▸ What the task requires: When a line of the entries contains the word "rock", report that line.

▸ Data excerpts:
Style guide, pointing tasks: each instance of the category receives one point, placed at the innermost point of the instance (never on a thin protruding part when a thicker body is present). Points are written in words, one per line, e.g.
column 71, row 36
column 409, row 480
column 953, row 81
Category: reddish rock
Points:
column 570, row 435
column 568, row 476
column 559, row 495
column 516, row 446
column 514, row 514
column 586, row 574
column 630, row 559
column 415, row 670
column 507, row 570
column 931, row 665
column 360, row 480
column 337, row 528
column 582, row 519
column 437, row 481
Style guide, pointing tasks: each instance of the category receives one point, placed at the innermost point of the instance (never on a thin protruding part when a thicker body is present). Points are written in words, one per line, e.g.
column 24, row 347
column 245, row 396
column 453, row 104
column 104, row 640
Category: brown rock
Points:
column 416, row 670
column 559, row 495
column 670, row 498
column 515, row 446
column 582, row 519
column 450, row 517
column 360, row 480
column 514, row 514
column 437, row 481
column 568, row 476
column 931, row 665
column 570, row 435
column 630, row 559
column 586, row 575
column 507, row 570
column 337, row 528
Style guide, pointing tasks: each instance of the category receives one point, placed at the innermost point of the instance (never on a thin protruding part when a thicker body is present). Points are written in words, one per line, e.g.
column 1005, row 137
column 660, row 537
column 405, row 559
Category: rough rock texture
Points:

▸ Result of this exercise:
Category: reddish rock
Category: brown rock
Category: rough rock texture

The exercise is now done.